With yields near zero in the United States, shrewd value investors are increasingly looking to European peripheral debt for high returns. Spanish and Italian debt just looks irresistible at these yields, and Savvy value investors have managed to lock in a 7% risk free return for 10 years. In a world where the US ten year treasury yield is sub 2%, that's pretty damn smart if you ask me.
Needs more lulz.
$$MMDB note that your trite comments are being ignored. Time to go back to your operations job in the back office somewhere.
I miss the REAL Million Dollar Bonus, this MDB_ joker just doesn't have the same gravitas.
Oh MDB where are you? I miss snorting beer through my nose and laughing til I cry.
Guess I'll have to go back to MSNBC.
Sound just like the ads on TV for freedom 55. LOL
Sign me up! Well, after I get my cash back from PFG.
I'll short what he's shorting
"I feel safer investing with the experts at MF Global. I trust them."
The sad part is that as long as more risk "works" the average client will not see it as risky behavior.
That is until the elevator brakes no longer work.
These investments work well if you're one of the first people in the door. As usual though, the crowd that follows will get trampled upon.
Oh good, for a second there I thought we were running out of ponzi schemes.
Charles would've been so proud.
A mountain of sand financially engineered into an opaque asset promising 19%? Count me in.
...
Here at Pillars of Sand investing we are dedicated to recycling oxygen that the plants in the office would need if they were not plastic.
So sir or madame or whatever the case maybe, would you care for some literature on our ground breaking investment opportunity on the Big gaping hole in the ground where we throw your money down...
Or for the more conservative investor would you like to test our products with the Pound Sand option. So instead of seeing the money vanish quickly, we roll it up into a mutual fund that yeilds slightly less than a five year old with a lemonaide stand.
Either way it doesn't matter as my commission is based on the gross sale up front at 2 points so I could care less if you lived or breathed after the ink dries on the check.
Think of my future...um...your Future...that's the ticket. Your future investment is just waiting.
It's 2006 all over again.
The Coal Seam Trust is Dead!
Long Live the Coal Seam Trust!
All you need to know is that the sales commissions are not regulated, difficult to ascertain, and fucking huge relative to other investments!

▶ Material provided

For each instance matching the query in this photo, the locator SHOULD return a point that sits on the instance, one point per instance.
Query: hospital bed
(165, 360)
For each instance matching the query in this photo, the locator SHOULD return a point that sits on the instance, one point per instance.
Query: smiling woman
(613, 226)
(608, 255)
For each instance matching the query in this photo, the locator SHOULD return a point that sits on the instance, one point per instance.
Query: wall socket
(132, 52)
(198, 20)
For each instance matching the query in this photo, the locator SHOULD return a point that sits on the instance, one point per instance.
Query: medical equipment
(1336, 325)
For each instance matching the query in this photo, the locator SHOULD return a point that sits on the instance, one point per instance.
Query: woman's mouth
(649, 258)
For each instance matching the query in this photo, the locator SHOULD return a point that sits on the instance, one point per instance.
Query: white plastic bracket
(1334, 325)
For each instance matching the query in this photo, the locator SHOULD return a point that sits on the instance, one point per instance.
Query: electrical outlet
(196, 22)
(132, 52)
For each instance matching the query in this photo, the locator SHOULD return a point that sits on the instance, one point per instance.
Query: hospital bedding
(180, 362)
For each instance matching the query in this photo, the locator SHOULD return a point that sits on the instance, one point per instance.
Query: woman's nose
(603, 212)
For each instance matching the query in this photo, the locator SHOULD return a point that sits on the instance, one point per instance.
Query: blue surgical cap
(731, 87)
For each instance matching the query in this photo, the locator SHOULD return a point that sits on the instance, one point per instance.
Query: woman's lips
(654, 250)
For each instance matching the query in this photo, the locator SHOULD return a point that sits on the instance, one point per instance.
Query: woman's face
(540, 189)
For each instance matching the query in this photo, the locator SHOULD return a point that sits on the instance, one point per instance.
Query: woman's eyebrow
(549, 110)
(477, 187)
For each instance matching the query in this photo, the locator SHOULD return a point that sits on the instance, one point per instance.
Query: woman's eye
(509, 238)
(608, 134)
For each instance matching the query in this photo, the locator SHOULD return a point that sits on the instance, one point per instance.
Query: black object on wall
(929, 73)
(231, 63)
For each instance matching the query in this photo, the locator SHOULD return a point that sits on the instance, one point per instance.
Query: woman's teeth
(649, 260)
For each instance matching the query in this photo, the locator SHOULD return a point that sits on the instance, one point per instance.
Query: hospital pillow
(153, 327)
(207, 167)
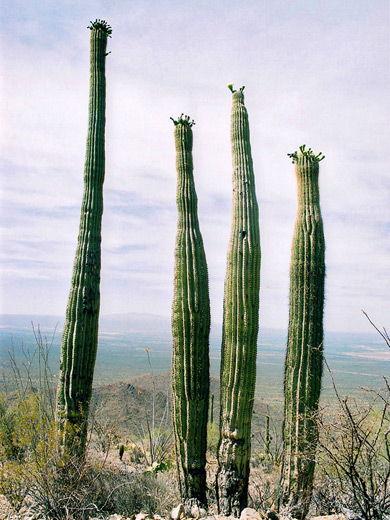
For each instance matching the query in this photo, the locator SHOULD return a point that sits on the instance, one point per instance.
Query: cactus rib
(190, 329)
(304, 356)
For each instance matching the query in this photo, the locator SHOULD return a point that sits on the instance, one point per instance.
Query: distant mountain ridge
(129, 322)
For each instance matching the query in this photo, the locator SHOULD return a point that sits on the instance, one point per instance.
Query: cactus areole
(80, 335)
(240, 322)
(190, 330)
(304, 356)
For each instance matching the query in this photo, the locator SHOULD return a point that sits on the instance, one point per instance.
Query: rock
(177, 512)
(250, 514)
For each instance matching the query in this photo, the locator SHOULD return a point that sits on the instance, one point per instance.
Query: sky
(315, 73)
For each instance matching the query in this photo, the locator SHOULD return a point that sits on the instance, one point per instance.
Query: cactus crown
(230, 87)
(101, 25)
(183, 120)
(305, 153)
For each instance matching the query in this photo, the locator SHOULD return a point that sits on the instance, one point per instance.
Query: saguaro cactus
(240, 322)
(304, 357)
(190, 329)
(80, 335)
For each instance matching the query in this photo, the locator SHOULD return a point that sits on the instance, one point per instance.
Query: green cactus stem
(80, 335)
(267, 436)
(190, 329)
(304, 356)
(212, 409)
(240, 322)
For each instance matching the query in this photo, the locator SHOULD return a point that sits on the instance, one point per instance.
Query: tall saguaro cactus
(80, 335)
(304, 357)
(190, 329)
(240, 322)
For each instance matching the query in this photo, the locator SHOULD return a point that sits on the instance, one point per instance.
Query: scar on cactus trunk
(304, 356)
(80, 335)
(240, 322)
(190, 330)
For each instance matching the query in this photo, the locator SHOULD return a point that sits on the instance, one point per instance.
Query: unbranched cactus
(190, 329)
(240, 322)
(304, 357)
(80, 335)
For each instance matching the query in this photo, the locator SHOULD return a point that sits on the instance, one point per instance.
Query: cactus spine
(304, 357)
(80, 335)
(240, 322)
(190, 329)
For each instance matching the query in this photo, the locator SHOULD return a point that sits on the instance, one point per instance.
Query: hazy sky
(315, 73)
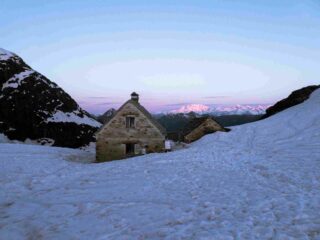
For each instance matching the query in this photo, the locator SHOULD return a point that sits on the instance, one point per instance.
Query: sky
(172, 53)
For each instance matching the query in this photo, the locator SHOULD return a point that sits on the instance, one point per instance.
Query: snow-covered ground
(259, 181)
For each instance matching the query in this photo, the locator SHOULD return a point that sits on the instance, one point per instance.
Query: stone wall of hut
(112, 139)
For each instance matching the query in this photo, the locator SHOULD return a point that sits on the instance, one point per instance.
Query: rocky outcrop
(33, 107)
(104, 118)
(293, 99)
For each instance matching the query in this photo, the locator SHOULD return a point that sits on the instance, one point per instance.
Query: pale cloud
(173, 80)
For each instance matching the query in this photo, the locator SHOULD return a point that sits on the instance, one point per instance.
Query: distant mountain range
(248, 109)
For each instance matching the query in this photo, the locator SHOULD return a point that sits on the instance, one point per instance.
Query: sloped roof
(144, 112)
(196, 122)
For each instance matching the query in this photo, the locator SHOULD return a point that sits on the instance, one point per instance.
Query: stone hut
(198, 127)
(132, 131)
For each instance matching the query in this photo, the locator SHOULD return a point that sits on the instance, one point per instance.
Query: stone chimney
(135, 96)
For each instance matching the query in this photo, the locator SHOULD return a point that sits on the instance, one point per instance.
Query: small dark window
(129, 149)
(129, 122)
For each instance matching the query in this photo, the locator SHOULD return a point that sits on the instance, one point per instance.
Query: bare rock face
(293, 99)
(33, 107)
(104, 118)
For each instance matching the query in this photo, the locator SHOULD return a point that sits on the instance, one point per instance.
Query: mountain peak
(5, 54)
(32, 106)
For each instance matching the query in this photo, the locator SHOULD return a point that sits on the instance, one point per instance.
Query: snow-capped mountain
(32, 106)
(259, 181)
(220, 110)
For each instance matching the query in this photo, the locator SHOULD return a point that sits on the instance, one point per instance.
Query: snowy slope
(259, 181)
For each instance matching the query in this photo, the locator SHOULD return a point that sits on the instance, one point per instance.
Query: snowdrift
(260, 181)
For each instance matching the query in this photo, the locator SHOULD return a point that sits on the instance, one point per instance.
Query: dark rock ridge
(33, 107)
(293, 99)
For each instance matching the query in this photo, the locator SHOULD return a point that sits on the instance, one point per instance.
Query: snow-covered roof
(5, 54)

▶ Problems
1. Summarize the discussion of European bond yields in two sentences.
2. Write the next part of the discussion of European bond yields, starting after its last comment.
The listing comes from a different source than the text.

▶ Answers to the exercise
1. The opening post says that with US yields near zero, value investors are buying Spanish and Italian debt to lock in a 7% ten-year return, which it calls smart next to a sub-2% US treasury yield. Most replies mock the idea, comparing it to Ponzi schemes and to 2006 and complaining that sales commissions are unregulated and huge.

2.
I think the banks should buy the shit out of them. This way they can collect the insane yields and it will offset the increased hooker/blow costs that they have been dealing with. Should these mlp's blow up it's only prudent that we all dig deep and bail them out again.
Or better yet the insurance companies can buy them up to make help them offset the pension/annuity payments they are choking on.
Sell!
I'd be curious to see what this crowd thinks of the mREIT sector... also very substantial yields.
The Linda Green and Jon Corzine master un limited partnership.
What could go wrong ?
I thought there was no such thing as risky since the fed eliminated it? Seriously though MLPs have been popping up everwhere. I'm starting to see the dinners advertised, and wholesalers are constantly calling on us.
The best part (and this applies to the "good" mlp's) is when you watch them drop 15% and scratch your head as to what happened. Then a week later you read they are announcing they are diluting the shit out of their shares. Then you look around the office to see if you can find the memo that everyone else must have got....
Hmmmm...that experience sound vaguely familiar....
I didn't hear a good argument why these things are more risky. Their yields are higher because they're not paying corporate income taxes. The "risk" is that some statist fuck-stick figures that out and restructures the tax code to leach off of these companies as well.
Compare a power or gas transmission company to a company like Exelon, a dividend paying utility stock that's back to 8 year lows, and you'd rather those billions in corporate income taxes had come your way instead of to the state.
The thing that sucks about MLPs is that you have track your taxes in each state they operate in.
What could go wrong???
Masturbation Limited Partnership. Can I collateralize that?
I think the issue to look for is a mlp without replaceable assets that just pays out until it runs out or is a complete fraud from the start. I dont have an issue with mlps in general.
Hey, all you have to do is look at the DCF for a MLP....
There are some solid plays at ~7-8%, above that caveat emptor...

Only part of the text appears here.